* _WHAT THE TASK REQUIRES_
Copy each line below holding "window".

==========

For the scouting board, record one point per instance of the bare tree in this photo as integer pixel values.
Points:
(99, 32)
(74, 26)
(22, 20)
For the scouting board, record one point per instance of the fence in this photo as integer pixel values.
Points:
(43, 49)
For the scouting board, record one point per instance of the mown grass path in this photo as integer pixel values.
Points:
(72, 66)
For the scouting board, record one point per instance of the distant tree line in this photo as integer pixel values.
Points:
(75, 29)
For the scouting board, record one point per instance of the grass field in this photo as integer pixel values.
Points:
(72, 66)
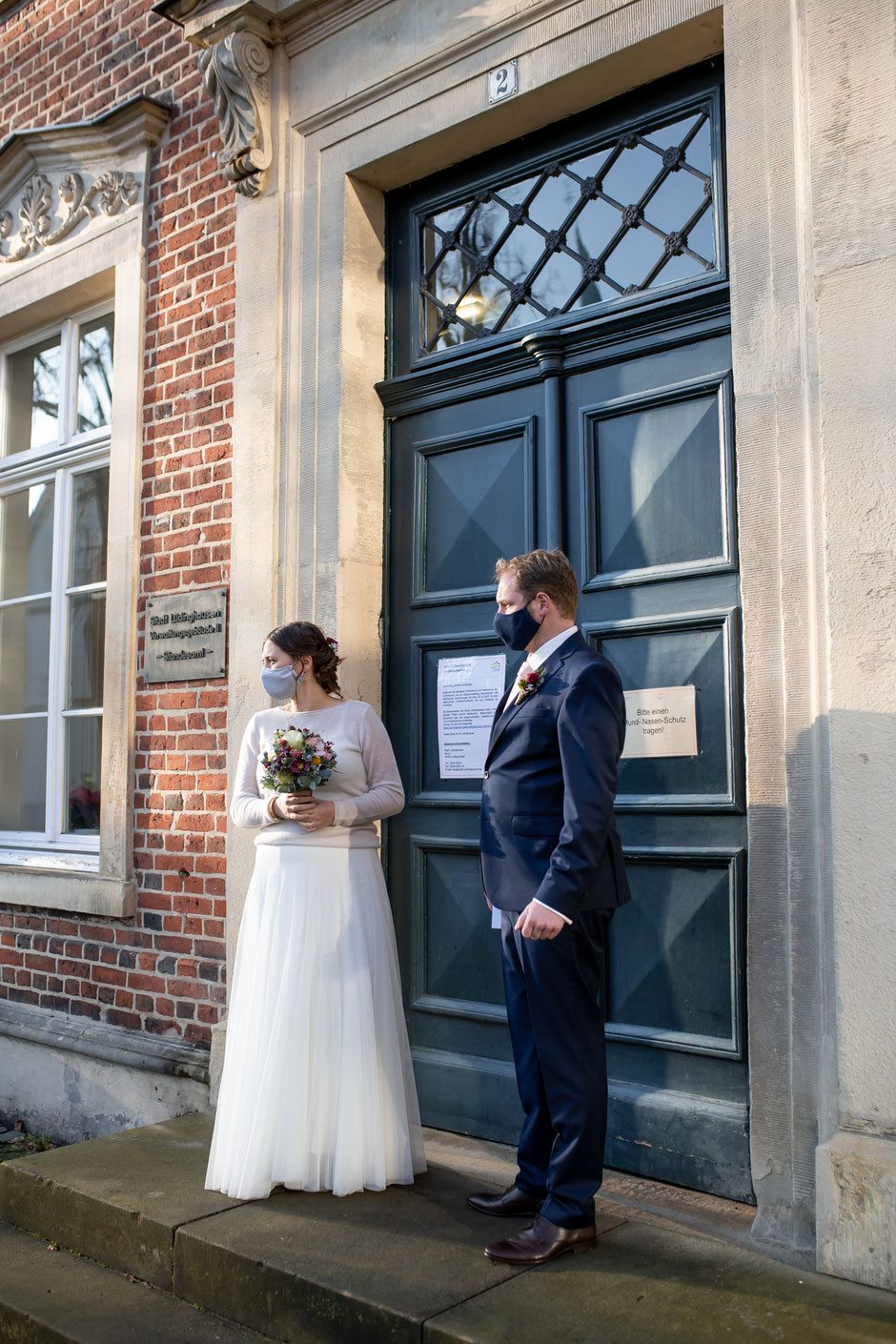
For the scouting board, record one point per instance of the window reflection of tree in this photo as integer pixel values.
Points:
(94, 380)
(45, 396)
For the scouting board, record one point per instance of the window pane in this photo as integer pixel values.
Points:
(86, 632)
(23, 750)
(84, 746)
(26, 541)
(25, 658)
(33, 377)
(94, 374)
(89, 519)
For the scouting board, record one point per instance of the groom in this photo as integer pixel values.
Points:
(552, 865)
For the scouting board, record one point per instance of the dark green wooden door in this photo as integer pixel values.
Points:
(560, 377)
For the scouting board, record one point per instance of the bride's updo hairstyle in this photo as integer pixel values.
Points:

==========

* _SOLUTION_
For the scouting board, record one point per instance of the window reflection of tree in this photo as integer pixel values.
For the scouting board, record one point per instance of the window pane in this photo as integer pixel values.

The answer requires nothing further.